Work instruction =
Images excluded, reproduce each line of the records exactly as it stands.

Data for analysis =
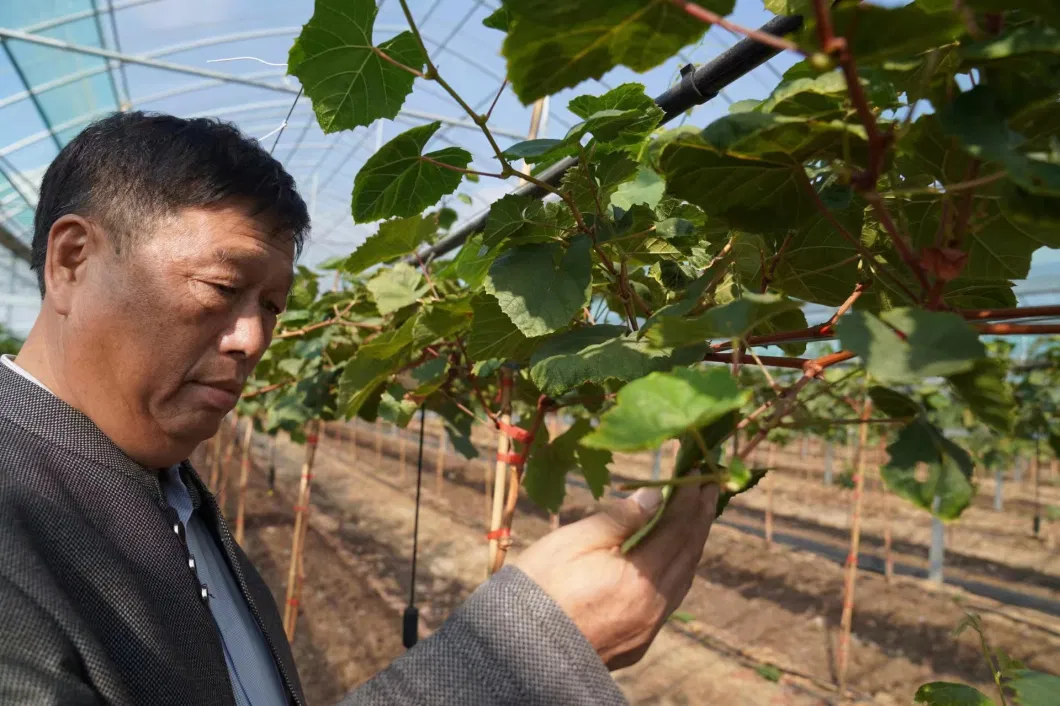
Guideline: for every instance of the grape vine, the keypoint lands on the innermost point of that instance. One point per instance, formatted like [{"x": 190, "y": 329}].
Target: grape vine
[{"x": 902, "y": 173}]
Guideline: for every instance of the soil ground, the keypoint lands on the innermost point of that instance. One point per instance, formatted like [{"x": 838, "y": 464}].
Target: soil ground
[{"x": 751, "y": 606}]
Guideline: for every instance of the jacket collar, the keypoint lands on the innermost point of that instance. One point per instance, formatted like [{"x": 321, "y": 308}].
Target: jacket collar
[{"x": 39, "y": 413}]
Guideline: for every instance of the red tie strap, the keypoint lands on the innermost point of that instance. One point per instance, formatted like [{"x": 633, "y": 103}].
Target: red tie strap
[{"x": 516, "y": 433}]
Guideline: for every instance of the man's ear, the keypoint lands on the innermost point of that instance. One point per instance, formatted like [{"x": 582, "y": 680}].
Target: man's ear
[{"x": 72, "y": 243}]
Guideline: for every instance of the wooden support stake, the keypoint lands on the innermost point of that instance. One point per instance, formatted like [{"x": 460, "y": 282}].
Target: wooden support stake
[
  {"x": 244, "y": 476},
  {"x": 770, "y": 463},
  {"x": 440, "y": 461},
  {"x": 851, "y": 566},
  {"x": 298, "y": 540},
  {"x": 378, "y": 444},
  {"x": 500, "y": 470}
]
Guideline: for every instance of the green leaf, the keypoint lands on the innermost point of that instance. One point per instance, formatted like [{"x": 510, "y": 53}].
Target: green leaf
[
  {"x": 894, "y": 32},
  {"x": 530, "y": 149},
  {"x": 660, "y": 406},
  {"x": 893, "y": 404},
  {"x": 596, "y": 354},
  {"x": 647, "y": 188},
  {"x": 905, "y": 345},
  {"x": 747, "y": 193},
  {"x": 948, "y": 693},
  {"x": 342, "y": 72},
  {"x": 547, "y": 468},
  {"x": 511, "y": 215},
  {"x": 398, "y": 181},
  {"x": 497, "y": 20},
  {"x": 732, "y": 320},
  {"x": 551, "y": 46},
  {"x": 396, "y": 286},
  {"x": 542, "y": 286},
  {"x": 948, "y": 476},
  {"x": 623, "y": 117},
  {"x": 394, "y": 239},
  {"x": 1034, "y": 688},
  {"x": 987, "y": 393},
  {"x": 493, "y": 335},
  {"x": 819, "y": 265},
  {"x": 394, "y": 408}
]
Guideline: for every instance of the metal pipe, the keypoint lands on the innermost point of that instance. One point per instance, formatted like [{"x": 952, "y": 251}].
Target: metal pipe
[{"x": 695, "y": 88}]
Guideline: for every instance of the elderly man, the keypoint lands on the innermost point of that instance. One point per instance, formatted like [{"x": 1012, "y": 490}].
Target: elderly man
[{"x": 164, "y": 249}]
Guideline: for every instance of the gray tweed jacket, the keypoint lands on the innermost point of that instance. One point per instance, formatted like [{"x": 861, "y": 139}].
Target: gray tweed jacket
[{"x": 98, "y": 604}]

Response =
Guideline: for every instance of the grape vine, the keypoint lands on the innermost point of that instance. One point per instance, formatted like [{"x": 190, "y": 329}].
Target: grape vine
[{"x": 902, "y": 173}]
Guideline: for every instance of the soil ground, the keypoint lands on the innermost point of that instance. One point per instance, formatted like [{"x": 838, "y": 464}].
Target: soil ground
[{"x": 751, "y": 606}]
Guideline: for every instance of the jacket collar, the keypoint lands on the innermost point of that instance. One point per instance, formatted like [{"x": 321, "y": 308}].
Target: jacket collar
[{"x": 39, "y": 413}]
Guideline: for every instance of the red tie strap, the keypoint lands on the innermost point of that instance. One point per instance, formatted like [{"x": 633, "y": 103}].
Target: red tie strap
[{"x": 516, "y": 433}]
Guideline: for every instance of the man's ear, the keypoint lands on the innermost point of that instance. One point per instance, formatted like [{"x": 582, "y": 680}].
Target: man's ear
[{"x": 72, "y": 243}]
Guideline: for every instance of the wooden support stake, the keypoint lands on the innermost point of that instance. One point per instance, formatted like [{"x": 460, "y": 282}].
Target: wooden support stake
[
  {"x": 244, "y": 476},
  {"x": 770, "y": 463},
  {"x": 440, "y": 461},
  {"x": 851, "y": 566},
  {"x": 298, "y": 540},
  {"x": 378, "y": 444},
  {"x": 500, "y": 470}
]
Guideline: for every instance of the green leaf, the keypoint lands on the innermost point of that instance. One point per instance, formatted like [{"x": 510, "y": 53}].
Target: green leaf
[
  {"x": 894, "y": 32},
  {"x": 530, "y": 149},
  {"x": 660, "y": 406},
  {"x": 893, "y": 404},
  {"x": 596, "y": 354},
  {"x": 647, "y": 188},
  {"x": 905, "y": 345},
  {"x": 747, "y": 193},
  {"x": 948, "y": 693},
  {"x": 342, "y": 72},
  {"x": 547, "y": 468},
  {"x": 511, "y": 215},
  {"x": 398, "y": 181},
  {"x": 497, "y": 20},
  {"x": 732, "y": 320},
  {"x": 551, "y": 46},
  {"x": 396, "y": 286},
  {"x": 542, "y": 286},
  {"x": 948, "y": 476},
  {"x": 623, "y": 117},
  {"x": 394, "y": 239},
  {"x": 1034, "y": 688},
  {"x": 987, "y": 393},
  {"x": 493, "y": 335},
  {"x": 819, "y": 265},
  {"x": 394, "y": 408}
]
Guideline: for every instance of the metal pipe, the keypoint lands on the innermost point of that instance. One point per instance, formatted like [{"x": 952, "y": 251}].
Target: metal pipe
[{"x": 695, "y": 88}]
Guideline: for every instance of the elderly man, the keypoint lands on the innermost point of that instance. One point per instance, formatted like [{"x": 1012, "y": 490}].
Target: elderly man
[{"x": 164, "y": 249}]
Guideline: for every instance of the gray tweed jacket, the keypoint lands on the innermost point of that instance. One point per instance, formatted like [{"x": 861, "y": 139}].
Target: gray tweed jacket
[{"x": 98, "y": 604}]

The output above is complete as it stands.